▶ [Dataset rows]
==================================================

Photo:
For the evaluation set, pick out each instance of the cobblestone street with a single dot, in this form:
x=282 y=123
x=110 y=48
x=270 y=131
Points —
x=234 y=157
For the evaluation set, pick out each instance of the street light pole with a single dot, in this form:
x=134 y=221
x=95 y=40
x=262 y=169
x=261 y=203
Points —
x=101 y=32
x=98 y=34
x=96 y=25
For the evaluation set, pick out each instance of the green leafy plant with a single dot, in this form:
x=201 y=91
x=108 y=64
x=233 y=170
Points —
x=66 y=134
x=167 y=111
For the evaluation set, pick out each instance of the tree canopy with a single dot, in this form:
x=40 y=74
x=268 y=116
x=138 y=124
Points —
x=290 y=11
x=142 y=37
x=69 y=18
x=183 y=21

==================================================

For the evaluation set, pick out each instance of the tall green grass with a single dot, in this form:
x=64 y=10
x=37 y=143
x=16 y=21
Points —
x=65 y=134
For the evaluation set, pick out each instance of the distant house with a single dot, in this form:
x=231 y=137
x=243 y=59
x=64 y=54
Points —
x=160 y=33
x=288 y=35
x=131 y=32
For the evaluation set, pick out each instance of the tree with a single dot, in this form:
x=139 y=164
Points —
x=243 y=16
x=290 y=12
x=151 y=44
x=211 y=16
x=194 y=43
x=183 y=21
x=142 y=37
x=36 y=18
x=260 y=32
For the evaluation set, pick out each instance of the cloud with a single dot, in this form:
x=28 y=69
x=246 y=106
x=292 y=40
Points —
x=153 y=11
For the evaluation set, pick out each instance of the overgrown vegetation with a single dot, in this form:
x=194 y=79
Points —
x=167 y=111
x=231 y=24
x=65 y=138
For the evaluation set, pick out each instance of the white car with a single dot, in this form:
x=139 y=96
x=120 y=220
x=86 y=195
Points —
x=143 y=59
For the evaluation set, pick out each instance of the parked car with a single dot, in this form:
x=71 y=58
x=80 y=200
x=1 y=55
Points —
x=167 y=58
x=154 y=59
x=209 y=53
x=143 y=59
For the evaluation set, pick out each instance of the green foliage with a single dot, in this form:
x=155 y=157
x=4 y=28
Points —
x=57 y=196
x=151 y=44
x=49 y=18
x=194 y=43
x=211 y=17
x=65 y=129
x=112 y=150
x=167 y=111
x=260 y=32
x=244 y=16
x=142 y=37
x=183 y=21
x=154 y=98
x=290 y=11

==================================================

▶ [Work to complete]
Copy every line of the data above that contains the word "street". Case counts.

▶ [Result for this task]
For the evaluation set, pick out each instance of the cobblestone street with a single dot, in this form:
For the evaluation set, pick out each instance of the street light pole with a single dot, in this form:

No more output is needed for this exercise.